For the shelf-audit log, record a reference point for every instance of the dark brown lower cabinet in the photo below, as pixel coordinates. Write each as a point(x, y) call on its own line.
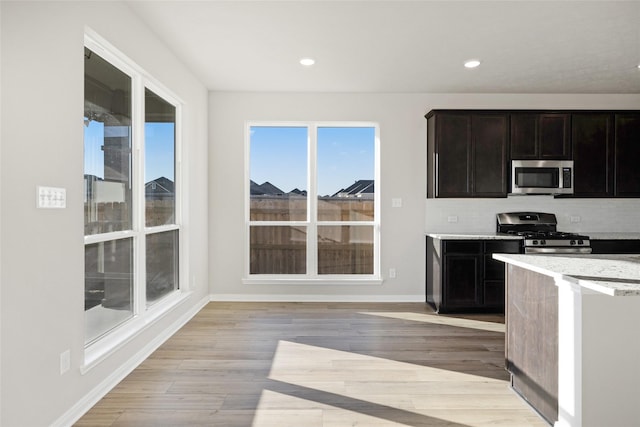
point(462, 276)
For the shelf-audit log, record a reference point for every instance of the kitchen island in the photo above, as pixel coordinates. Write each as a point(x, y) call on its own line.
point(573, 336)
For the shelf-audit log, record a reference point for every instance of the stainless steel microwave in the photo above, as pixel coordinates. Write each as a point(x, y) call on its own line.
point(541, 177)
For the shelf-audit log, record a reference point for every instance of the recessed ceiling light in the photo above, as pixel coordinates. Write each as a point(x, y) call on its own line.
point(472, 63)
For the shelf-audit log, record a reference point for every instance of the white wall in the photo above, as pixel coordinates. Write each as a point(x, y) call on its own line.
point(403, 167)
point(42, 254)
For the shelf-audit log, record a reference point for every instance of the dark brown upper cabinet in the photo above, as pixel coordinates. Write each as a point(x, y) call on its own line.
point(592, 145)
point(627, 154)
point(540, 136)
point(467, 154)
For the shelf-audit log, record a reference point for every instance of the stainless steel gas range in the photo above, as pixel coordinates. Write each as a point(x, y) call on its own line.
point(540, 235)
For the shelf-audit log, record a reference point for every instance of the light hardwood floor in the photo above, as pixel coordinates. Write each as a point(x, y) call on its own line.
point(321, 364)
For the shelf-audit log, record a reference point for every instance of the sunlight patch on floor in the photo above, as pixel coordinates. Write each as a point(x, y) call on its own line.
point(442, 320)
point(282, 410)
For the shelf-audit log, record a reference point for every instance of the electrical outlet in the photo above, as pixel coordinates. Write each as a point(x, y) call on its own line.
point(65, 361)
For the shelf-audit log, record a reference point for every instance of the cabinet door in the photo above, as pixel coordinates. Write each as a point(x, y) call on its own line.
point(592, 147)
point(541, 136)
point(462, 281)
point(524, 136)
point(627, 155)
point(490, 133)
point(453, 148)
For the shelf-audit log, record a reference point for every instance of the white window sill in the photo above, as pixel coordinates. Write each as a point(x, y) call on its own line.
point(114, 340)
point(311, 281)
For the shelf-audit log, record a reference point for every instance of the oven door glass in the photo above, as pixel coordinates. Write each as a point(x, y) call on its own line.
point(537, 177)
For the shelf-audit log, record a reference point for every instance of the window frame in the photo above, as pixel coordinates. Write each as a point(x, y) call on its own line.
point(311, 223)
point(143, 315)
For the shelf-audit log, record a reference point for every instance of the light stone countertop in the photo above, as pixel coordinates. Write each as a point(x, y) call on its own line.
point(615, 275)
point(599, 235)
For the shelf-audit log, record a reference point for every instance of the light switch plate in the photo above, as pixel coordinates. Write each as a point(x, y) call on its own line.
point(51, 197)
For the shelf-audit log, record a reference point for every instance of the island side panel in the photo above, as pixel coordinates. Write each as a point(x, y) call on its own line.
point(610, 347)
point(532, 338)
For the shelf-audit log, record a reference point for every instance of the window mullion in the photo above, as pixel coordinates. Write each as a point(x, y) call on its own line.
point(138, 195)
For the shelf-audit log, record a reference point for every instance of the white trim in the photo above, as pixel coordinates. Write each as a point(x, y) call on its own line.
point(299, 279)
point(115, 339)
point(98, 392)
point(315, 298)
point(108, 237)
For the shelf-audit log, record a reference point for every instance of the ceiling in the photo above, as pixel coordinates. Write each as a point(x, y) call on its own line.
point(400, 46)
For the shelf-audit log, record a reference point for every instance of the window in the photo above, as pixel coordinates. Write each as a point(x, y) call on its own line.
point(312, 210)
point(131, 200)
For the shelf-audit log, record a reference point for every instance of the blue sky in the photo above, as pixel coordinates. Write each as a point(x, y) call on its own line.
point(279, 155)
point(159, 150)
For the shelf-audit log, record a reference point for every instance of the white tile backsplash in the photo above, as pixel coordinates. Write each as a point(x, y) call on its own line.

============================================================

### WHAT THE TASK ASKS:
For this task, give the full listing again verbatim and keep out every picture.

### RESPONSE TO THE EXERCISE:
For the shelf-audit log, record a reference point for every instance of the dark brown lower cabinet in the photo below, as pixel coordinates. Write each as a point(x, y) call on its own line.
point(462, 276)
For the shelf-audit log, record a reference point for every instance of the kitchen island in the photo above, as pixel coordinates. Write each as a point(x, y) call on its own line.
point(573, 336)
For the shelf-audit log, record a reference point for every instance of the stainless steel microwave in the photo above, as pixel coordinates. Write each as a point(x, y) call on its own line.
point(541, 177)
For the shelf-audit log, record a reference point for every instance of the recessed ceiling light in the photo above, as pixel coordinates. Write each as a point(x, y) call on its own line.
point(472, 63)
For the shelf-audit log, record a reference point for every instance of the white wall in the photo above, as pixel coordinates. Write each as a point(x, y) call on its own line.
point(403, 167)
point(42, 254)
For the shelf-audit log, record a reference point for every instance of the dark brown upper cabinet in the photo above, as pixel coordinates. Write each as a point(x, y) call on its own line.
point(592, 145)
point(627, 154)
point(540, 136)
point(467, 154)
For the shelf-audit log, record a reference point for every instance of the stainless steel gas range in the photo above, as pixel coordinates. Write each as a point(x, y) call on its own line.
point(540, 235)
For the shelf-audit log, record a reference point for every instance of the light hardwood floor in the photo above, as pixel coordinates. Write each as a point(x, y) call on its own line.
point(321, 364)
For the shelf-audit log, record a reference point for every instance of the sunlight patch on floor in the photo above, as pixel coordinates. Write each as a point(x, y) call on its own line.
point(442, 320)
point(282, 410)
For the shelf-audit log, record a reference point for every instance of the electrical outlet in the photo above, as pixel coordinates. Write each as a point(x, y) call on its own line.
point(65, 361)
For the shelf-audit log, record a reference point for every instance of the cabinet door in the photo above, as pixel coordinates. Write each as a point(x, y) call on its own line.
point(592, 147)
point(541, 136)
point(462, 281)
point(524, 136)
point(627, 155)
point(490, 133)
point(453, 148)
For the shelf-audit log, record a reference point for every instance of the white window sill in the photo above, as pixel coordinates. Write each as a point(x, y) call on its own line.
point(114, 340)
point(311, 281)
For the shelf-audit log, record a reference point for every instance of the oven door glass in the photo above, as pixel coordinates. Write each as a point(x, y) call on its own line.
point(537, 177)
For the shelf-audit log, record a reference point for every instance of the window frame in the photo above, as pixel coordinates. Write each as a point(x, y) call on its own line.
point(311, 223)
point(143, 315)
For the shelf-audit log, record a reference point for every instance of the light stone countertop in the photo above, as pixel coordinates. Write each as a point(x, y) call on its own line.
point(615, 275)
point(599, 235)
For the shelf-audit log, record a reference point for every instance of the light switch plate in the photo above, as pixel coordinates. Write each as a point(x, y) call on its own line.
point(51, 197)
For the shelf-audit log, record a reference point for every instance of the island side panel in the photo above, as pixel coordinates. Write each as a point(x, y) call on its own line.
point(610, 347)
point(532, 338)
For the shelf-audit log, record a reference point for every instance of the window mullion in the photo above, as pixel coordinates. Write each as a point(x, y) call on its own line.
point(138, 195)
For the shelf-audit log, record a reference point for every instance of the white trim in the photo above, as pixel coordinates. Write each as a point(x, y) call on its own line.
point(299, 279)
point(115, 339)
point(98, 392)
point(315, 298)
point(108, 237)
For the shelf-audit log, record a reference point for every instance of the ceiling in the photo above, as pixel coordinates. Write each as a point(x, y) call on its own line.
point(400, 46)
For the shelf-audit log, record a reference point for every instance of the window in the photo above, as pixel coordinates. Write each as a point(x, y) call on its own line.
point(312, 210)
point(131, 200)
For the shelf-audit log, record a reference point for every instance of the blue sky in the photo above, as pixel coordinates. Write each as a point(x, y) call on its own line.
point(279, 155)
point(159, 150)
For the shelf-audit log, record a reference point for every instance of the white tile backsplash in the photo above, as pixel coordinates. Write each as a point(x, y) call on its own line.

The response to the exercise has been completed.